Что нужно сделать
- A) Перепишите из текста о Царь-пушке отрывок от «Сейчас Царь-пушка стоит» до «стрелять эта пушка?».
- B) На каком лафете сейчас стоит Царь-пушка в Кремле, если верить тексту о ней?

Текст для чтения
——
Сейчас Царь-пушка стоит в Кремле на богато отделанном чугунном лафете с львиной головой впереди. Рядом – пирамида огромных чугунных ядер, по калибру подходящих к ее громадному жерлу. Невольно подумаешь: да какой же огромный заряд пороха нужен, чтобы выстрелить на большое расстояние таким вот ядром! Да и могла ли пушка со своего лафета произвести такой «царь-выстрел»? Ведь при взрыве этой массы пороха должны мгновенно образовываться газы, давление которых, согласно законам физики, будет действовать во все стороны. Не отбросит ли пушку на ее колесах при этом со страшной силой назад? Не разорвет ли сравнительно тонкие стенки ствола? Могла ли вообще стрелять эта пушка?
Некоторые так и думали, что пушку «Царь» отлили просто на страх врагам, чтобы показать всему миру, какое чудо могут сделать московские пушечники.
——
Исходные данные

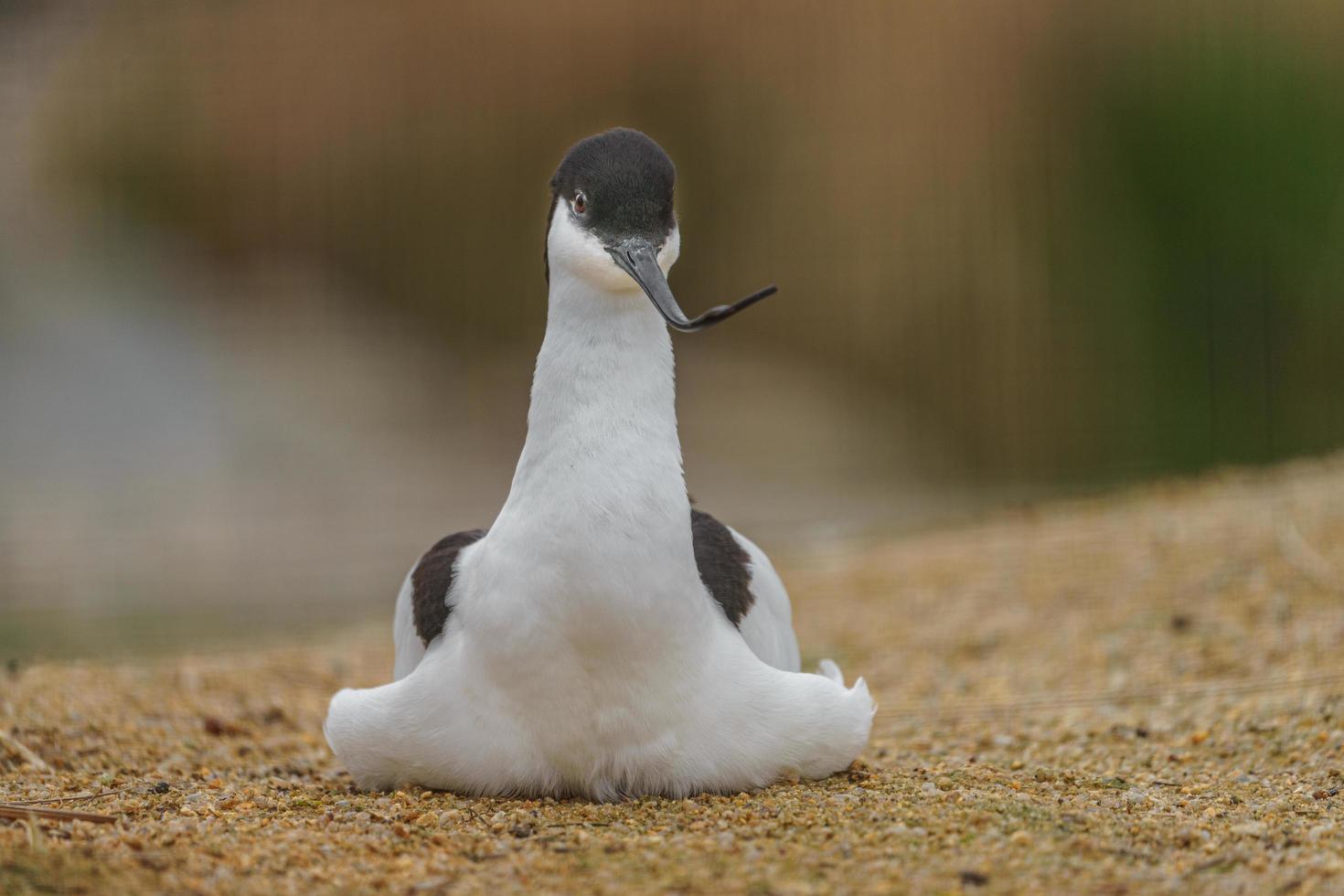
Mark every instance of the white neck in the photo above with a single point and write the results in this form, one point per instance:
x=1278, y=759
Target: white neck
x=603, y=461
——
Письменные ответы
- A)
Сейчас Царь-пушка стоит в Кремле на богато отделанном чугунном лафете с львиной головой впереди. Рядом – пирамида огромных чугунных ядер, по калибру подходящих к ее громадному жерлу. Невольно подумаешь: да какой же огромный заряд пороха нужен, чтобы выстрелить на большое расстояние таким вот ядром! Да и могла ли пушка со своего лафета произвести такой «царь-выстрел»? Ведь при взрыве этой массы пороха должны мгновенно образовываться газы, давление которых, согласно законам физики, будет действовать во все стороны. Не отбросит ли пушку на ее колесах при этом со страшной силой назад? Не разорвет ли сравнительно тонкие стенки ствола? Могла ли вообще стрелять эта пушка?

- B) На богато отделанном чугунном лафете с львиной головой впереди.